### SUPPLIED MATERIAL ###

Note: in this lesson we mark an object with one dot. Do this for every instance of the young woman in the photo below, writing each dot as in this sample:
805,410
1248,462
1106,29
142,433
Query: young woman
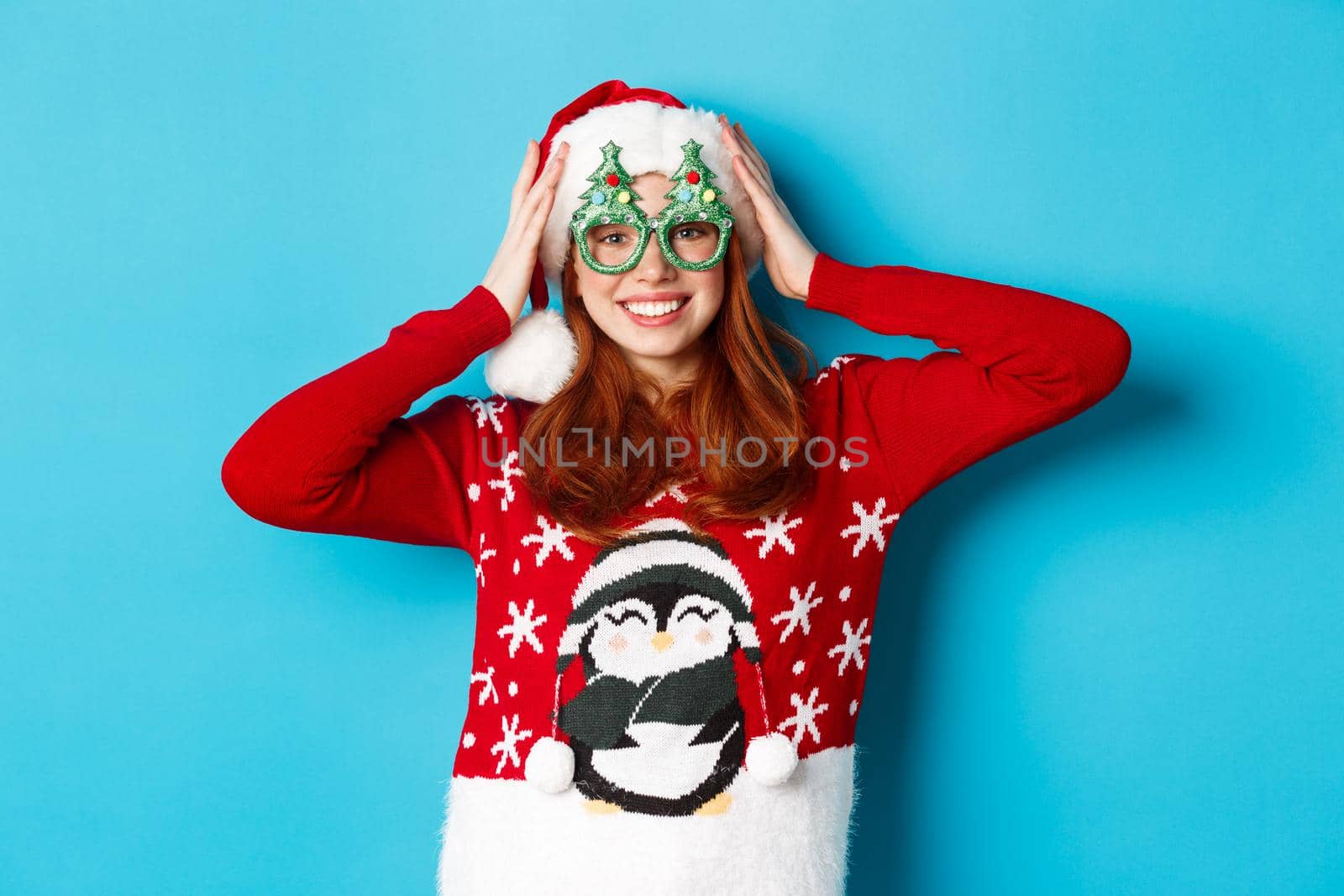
678,527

###

* _EXERCISE_:
Please copy every row above word for word, leaving out the pictures.

* _COMPLETE RESPONSE_:
Note: in this lesson we mark an object with one dot. Do this for every instance of the young woman in the photo below, writing each dot as in this sample:
805,410
1248,462
1106,29
142,433
Query: young woman
678,527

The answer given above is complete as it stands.